Görev 1
Kayıtlarda "Each" sözcüğünü içeren her satırı seçip kopyalayın.

Kaynak Metin

• • •

Bu etkili devlet kurumu [GÜ. Türk Kültürü ve HBV. Araştırmaları Merkezi], çok uğraşmalarına, hatta çeşitli vaadlerine karşın HBVD’nı ele geçiremedi. (…) [Bu başarısızlık] Dergah Postnişini30, yani ecdadının postuna oturan değerli Mürşid V. Ulusoy’un aydın, ilerici ve bilinçli kişiliği, olgunluk ve bilgi düzeyiyle birlikte büyük sezgi gücü sayesindedir. [Mürşid uçmaz ama mürid uçura mı! Dergahta hemen birleşmemiz için tehdit şöyle devam ediyor:]Ama peşini bırakmış değiller; her fırsatta onlardan çağrılar alıyor ve çeşitli bahanelerle sıkça ziyaretinde bulunmayı sürdürüyorlar. [Eh mürşit de iadei ziyaretlerde bulunuyor galiba. Bunu DİB Makalat’ındaki resminden, onlara Makalat’ı temin etmesinden ve SDÜ.deki islamcıtürkçülerin “bilimsel” sempozyumlarına katılmasından anlıyoruz.] (Kaygusuz 2004: 1 ve 10-11 Eylül toplantısına gönderilen bildiri.)

• • •

Listelenen Kayıtlar

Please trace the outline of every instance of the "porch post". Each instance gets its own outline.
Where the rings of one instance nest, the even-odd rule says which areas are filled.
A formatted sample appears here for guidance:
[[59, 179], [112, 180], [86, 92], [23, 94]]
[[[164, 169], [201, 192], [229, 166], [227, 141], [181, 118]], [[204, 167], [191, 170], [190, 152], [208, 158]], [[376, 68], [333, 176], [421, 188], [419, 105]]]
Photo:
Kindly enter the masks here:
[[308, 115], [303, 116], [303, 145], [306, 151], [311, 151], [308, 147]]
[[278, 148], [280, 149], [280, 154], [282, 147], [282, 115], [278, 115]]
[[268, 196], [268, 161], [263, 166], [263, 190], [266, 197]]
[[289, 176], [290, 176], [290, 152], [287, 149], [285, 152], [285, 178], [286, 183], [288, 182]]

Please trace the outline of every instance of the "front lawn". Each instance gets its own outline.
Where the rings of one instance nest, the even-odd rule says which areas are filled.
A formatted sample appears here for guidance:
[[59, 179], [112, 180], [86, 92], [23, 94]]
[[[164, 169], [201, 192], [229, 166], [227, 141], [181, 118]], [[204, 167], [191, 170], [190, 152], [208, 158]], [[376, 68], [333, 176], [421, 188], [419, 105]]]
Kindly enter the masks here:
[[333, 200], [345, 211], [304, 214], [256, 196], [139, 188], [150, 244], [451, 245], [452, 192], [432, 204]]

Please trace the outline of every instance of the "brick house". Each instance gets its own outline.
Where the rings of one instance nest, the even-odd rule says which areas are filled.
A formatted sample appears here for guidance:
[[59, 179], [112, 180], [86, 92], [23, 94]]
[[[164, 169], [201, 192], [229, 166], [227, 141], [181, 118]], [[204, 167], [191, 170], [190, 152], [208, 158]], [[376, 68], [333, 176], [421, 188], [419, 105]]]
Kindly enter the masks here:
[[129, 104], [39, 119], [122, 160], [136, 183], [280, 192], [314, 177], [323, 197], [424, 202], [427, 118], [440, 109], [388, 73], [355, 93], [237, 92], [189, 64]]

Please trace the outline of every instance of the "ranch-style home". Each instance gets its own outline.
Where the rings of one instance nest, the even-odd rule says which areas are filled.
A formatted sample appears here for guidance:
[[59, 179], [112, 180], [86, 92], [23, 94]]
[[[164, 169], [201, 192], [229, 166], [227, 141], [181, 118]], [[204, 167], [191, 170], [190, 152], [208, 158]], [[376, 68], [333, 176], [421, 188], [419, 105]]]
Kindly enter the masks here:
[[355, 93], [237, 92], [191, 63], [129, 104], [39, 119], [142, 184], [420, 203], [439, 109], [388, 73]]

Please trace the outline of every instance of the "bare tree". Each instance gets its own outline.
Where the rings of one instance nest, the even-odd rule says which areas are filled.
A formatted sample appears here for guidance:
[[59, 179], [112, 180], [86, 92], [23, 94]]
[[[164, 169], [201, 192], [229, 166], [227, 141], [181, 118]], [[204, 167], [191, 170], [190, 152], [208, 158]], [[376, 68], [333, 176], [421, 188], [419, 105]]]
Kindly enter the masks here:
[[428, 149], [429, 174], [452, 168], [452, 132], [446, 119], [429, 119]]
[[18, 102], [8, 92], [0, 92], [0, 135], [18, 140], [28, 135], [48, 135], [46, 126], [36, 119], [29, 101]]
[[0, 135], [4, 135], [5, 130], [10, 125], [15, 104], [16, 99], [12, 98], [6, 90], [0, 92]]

• • •

Görev 2
Kaynak metinde Dergah Postnişini olarak anılan mürşidin adı nedir?

Alıştırma Çıktısı 1
Please trace the outline of every instance of the "porch post". Each instance gets its own outline.
Please trace the outline of every instance of the "front lawn". Each instance gets its own outline.
Please trace the outline of every instance of the "brick house". Each instance gets its own outline.
Please trace the outline of every instance of the "ranch-style home". Each instance gets its own outline.
Please trace the outline of every instance of the "bare tree". Each instance gets its own outline.

Alıştırma Çıktısı 2
V. Ulusoy